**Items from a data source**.
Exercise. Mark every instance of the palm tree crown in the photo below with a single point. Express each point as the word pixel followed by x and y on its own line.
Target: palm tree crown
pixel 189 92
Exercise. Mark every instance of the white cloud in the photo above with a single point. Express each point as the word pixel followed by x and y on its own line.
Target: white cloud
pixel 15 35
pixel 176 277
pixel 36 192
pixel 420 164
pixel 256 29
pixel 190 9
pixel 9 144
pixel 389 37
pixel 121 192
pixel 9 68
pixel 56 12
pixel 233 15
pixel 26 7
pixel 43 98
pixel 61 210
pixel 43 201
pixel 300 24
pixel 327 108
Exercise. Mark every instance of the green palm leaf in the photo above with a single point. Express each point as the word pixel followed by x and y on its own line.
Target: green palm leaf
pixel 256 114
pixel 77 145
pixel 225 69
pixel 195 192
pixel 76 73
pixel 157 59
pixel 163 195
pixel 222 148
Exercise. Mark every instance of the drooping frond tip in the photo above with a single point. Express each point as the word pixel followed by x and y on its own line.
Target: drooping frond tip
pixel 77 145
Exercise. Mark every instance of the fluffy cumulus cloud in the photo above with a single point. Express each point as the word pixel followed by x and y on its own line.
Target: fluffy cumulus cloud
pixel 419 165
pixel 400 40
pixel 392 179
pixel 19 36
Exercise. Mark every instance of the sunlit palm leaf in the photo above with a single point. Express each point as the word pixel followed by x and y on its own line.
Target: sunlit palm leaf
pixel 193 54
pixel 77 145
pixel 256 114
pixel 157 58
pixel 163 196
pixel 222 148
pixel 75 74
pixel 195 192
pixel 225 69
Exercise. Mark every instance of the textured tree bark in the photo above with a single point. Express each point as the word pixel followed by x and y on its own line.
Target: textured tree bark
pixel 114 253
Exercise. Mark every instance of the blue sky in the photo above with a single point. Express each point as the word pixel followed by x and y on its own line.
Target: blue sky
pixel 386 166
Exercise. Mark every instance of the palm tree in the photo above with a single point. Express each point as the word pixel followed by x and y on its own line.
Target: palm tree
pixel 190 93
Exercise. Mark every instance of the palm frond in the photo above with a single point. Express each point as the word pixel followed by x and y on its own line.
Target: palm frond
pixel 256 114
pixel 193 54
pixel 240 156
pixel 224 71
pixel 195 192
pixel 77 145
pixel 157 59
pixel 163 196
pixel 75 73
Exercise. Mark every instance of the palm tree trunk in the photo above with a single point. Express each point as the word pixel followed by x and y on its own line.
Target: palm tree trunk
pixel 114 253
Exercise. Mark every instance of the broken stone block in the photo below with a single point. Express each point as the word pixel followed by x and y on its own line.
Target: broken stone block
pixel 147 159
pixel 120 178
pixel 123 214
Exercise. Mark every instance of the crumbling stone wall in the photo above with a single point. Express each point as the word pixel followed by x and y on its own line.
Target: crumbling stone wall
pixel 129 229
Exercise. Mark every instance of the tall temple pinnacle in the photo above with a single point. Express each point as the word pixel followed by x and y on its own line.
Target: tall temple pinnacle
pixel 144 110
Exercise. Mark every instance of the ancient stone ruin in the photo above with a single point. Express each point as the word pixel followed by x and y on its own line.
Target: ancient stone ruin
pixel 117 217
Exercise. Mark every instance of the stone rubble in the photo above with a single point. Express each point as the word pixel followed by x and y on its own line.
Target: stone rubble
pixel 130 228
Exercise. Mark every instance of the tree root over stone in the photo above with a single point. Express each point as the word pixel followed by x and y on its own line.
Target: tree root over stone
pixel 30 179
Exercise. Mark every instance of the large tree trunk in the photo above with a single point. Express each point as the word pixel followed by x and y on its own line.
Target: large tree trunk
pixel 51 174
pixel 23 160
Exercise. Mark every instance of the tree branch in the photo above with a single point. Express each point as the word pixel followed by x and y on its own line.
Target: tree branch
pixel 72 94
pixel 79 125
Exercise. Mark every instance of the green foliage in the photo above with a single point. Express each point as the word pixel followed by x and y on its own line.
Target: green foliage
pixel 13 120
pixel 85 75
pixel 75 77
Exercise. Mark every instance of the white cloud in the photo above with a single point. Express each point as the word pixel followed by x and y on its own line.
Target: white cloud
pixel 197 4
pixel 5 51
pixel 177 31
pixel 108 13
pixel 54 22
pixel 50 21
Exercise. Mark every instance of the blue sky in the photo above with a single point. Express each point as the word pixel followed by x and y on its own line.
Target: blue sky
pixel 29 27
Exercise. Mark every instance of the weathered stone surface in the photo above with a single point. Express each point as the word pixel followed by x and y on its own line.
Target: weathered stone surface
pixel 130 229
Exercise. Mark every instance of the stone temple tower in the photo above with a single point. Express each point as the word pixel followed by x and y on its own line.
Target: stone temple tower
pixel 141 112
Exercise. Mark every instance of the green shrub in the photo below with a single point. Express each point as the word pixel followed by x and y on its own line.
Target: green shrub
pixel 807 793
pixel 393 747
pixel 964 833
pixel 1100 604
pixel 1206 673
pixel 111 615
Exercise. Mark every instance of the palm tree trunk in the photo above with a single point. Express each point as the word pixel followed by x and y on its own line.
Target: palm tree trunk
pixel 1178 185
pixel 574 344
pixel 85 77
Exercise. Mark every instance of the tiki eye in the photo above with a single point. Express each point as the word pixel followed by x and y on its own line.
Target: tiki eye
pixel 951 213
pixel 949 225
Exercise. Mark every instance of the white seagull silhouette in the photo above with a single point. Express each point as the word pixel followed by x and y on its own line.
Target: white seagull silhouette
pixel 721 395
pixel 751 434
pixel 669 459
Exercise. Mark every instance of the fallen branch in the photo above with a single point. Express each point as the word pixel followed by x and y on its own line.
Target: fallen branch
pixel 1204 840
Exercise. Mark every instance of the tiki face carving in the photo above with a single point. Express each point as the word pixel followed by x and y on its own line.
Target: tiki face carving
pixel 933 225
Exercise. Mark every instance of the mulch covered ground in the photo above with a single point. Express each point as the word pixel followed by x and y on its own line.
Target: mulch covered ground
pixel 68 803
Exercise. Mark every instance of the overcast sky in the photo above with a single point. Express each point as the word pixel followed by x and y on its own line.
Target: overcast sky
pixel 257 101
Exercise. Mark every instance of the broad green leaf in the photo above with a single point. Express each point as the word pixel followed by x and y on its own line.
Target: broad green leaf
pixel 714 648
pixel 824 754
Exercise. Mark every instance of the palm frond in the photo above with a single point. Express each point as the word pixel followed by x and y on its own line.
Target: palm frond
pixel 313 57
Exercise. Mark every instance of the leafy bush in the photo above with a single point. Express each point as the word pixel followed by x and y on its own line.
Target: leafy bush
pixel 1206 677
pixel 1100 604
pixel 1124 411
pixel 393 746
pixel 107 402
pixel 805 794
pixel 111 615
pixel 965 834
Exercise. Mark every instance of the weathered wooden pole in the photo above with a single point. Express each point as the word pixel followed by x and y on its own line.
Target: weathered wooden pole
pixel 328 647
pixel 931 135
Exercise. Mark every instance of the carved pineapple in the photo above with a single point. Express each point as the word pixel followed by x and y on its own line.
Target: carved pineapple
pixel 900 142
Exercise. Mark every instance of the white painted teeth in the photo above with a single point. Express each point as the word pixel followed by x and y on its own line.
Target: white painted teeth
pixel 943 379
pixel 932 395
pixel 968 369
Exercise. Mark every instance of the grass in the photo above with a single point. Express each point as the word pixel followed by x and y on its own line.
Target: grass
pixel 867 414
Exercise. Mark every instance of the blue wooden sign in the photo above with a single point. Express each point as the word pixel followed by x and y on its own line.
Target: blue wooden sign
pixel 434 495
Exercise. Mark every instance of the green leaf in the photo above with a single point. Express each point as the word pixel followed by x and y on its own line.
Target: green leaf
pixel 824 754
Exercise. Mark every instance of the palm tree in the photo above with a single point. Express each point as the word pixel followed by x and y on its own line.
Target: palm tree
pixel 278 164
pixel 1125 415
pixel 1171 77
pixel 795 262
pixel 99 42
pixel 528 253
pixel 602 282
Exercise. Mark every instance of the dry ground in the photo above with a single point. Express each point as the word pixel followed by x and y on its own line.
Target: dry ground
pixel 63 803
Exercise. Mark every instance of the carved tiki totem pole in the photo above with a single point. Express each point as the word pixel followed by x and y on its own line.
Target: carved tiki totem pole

**Task brief**.
If a line of the records above contains the word "totem", count it; give only the total.

**Exercise result**.
2